WHAT IS BEING ASKED >>
Repeat the data in full. Drop every picture.

----

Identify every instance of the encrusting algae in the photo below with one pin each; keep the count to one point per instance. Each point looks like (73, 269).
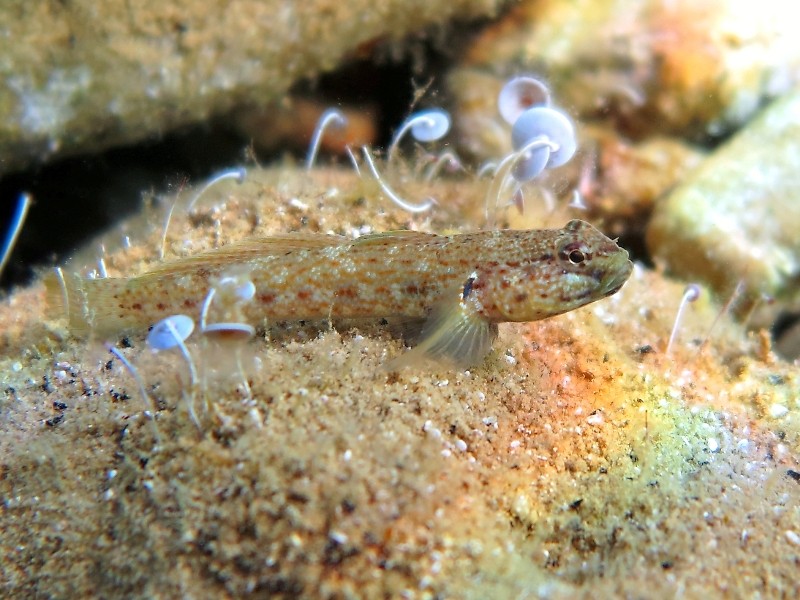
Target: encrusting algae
(578, 460)
(460, 285)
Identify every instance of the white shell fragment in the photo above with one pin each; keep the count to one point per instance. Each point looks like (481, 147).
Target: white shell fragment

----

SOLVED EXERCISE >>
Identify every instance of the encrusting algae in the photo below with one pin each; keep the count to one point per instance. Each point looks like (73, 269).
Target: encrusting algae
(578, 460)
(460, 285)
Identify every instance of the white shell fragment in the photo above with one pin each; keep the count to one point per instance. Each point looks like (481, 147).
Target: white shell fragment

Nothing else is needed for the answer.